WHAT TO WORK ON:
What is needed is an exact copy of all the data.

DATA:
###
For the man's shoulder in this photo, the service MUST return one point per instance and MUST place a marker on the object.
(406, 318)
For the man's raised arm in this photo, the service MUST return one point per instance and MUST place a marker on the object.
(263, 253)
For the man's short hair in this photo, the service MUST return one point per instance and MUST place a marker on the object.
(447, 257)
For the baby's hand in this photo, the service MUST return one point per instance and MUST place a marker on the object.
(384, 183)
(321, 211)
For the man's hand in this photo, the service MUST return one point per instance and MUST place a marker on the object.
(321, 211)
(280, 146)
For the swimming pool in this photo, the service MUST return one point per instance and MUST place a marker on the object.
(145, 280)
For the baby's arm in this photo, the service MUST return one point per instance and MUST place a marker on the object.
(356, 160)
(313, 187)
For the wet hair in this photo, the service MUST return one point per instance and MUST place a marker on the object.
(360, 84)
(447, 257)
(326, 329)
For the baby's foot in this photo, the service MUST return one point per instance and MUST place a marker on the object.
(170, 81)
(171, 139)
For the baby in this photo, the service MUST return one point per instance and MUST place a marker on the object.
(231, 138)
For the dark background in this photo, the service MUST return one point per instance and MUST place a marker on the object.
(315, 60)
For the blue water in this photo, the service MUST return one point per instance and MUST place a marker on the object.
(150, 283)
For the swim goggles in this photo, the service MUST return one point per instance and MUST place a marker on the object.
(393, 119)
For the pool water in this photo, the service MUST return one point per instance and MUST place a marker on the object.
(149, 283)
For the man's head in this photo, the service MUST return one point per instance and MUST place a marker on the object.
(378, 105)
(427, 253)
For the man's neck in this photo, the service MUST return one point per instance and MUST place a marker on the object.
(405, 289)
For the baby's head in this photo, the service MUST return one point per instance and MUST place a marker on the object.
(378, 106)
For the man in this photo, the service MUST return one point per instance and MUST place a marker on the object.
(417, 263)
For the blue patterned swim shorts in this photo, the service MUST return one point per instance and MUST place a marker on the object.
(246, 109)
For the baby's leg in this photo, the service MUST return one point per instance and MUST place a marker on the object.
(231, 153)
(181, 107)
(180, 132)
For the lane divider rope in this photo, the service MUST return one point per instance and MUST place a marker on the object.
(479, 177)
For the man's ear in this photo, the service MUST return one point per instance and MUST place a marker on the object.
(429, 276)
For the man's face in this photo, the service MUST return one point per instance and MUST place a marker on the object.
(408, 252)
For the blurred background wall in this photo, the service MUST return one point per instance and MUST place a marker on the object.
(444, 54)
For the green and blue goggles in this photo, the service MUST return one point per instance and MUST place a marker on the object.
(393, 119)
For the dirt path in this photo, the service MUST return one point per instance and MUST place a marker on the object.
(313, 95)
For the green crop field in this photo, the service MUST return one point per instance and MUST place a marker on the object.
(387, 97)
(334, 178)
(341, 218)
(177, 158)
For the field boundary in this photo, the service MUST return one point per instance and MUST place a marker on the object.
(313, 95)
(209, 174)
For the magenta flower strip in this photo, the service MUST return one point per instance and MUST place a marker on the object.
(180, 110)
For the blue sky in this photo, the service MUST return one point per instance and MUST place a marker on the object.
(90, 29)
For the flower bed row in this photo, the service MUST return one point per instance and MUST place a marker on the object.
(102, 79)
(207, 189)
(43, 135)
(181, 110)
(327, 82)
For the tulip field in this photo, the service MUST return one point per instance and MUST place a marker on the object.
###
ANSWER TO THE EXERCISE:
For the man's shoulder in this photo, the service MUST return one point per instance and MUST place a marker on the object.
(406, 318)
For the man's raised arm in this photo, the service MUST return one point per instance and MUST place a marker on the object.
(263, 253)
For the man's short hair in this photo, the service MUST return one point per instance and MUST place a marker on the object.
(447, 257)
For the baby's hand in this photo, the service MUST return one point per instance and MUST place a marker on the object.
(384, 183)
(321, 211)
For the man's hand in this photo, the service MUST return one point per instance and MUST place a marker on the object.
(321, 211)
(280, 146)
For the swimming pool in this photo, the service MUST return one point per instance and MUST place a marker on the object.
(145, 280)
For the baby's arm in this photo, the service MUST return one point per instance and MUST place a marker on the object.
(356, 160)
(313, 187)
For the wet hair in this photo, the service MUST return one point per instance and MUST place a marker on the object.
(360, 84)
(447, 257)
(326, 329)
For the baby's foot in this photo, the service MUST return one point per instance and MUST place a marker on the object.
(170, 81)
(171, 139)
For the baby in this photo, the service MUST return one point per instance and MUST place a marker on the object.
(231, 138)
For the dark background in this photo, the service MUST return one point per instance and MUST place a marker on the object.
(315, 60)
For the blue water in this photo, the service MUST return one point per instance and MUST place a marker on the object.
(150, 283)
For the swim goggles in this photo, the service MUST return one point per instance and MUST place a marker on the object.
(393, 119)
For the pool water in this photo, the service MUST return one point per instance and MUST place a marker on the object.
(149, 283)
For the man's head in this photo, the service MUST return one point per instance and MUST place a marker on the object.
(378, 105)
(427, 253)
For the man's neck in this photo, the service MUST return one point per instance and MUST place a marker on the object.
(405, 289)
For the baby's head in this photo, the service MUST return one point per instance and MUST place a marker on the object.
(378, 106)
For the man in this photo, the service MUST return one point per instance and MUST place a marker on the object.
(417, 263)
For the blue patterned swim shorts in this photo, the service MUST return one point per instance and MUST place a marker on the object.
(246, 109)
For the baby's leg in this photo, the service MUST return one point per instance and MUST place a marker on the object.
(231, 153)
(181, 107)
(180, 132)
For the lane divider rope in this photo, the service MUST return one point per instance and MUST place a marker on the object.
(479, 177)
For the man's ear in this photo, the service MUST return one point per instance and MUST place a marker on the object.
(429, 276)
For the man's face in this photo, the service MUST return one point per instance and MUST place a marker on the object.
(408, 252)
For the blurred background wall in this photo, the service MUST return one point per instance and MUST place a marker on the object.
(444, 54)
For the green and blue goggles in this photo, the service MUST return one point per instance and MUST place a marker on the object.
(393, 119)
For the dirt path in this photo, the service MUST return one point per instance and MUST place a marker on the object.
(313, 95)
For the green crop field in this photo, the service MUST return one point per instance and MUST place a marker on the object.
(387, 97)
(334, 178)
(341, 218)
(177, 158)
For the field boundary in this photo, the service MUST return one point per instance and MUST place a marker on the object.
(313, 95)
(209, 174)
For the magenta flower strip in this photo, the service MUST return one point per instance and MUST place a marker on the object.
(180, 110)
For the blue sky in this photo, the service MUST return one point per instance and MUST place a marker on the object.
(90, 29)
For the flower bed row in this photo, the service MUST return one point per instance and MUST place a marker on the object.
(102, 79)
(207, 189)
(43, 135)
(181, 110)
(327, 82)
For the tulip field in this photo, the service MUST return one point per instance and MUST place a marker on the object.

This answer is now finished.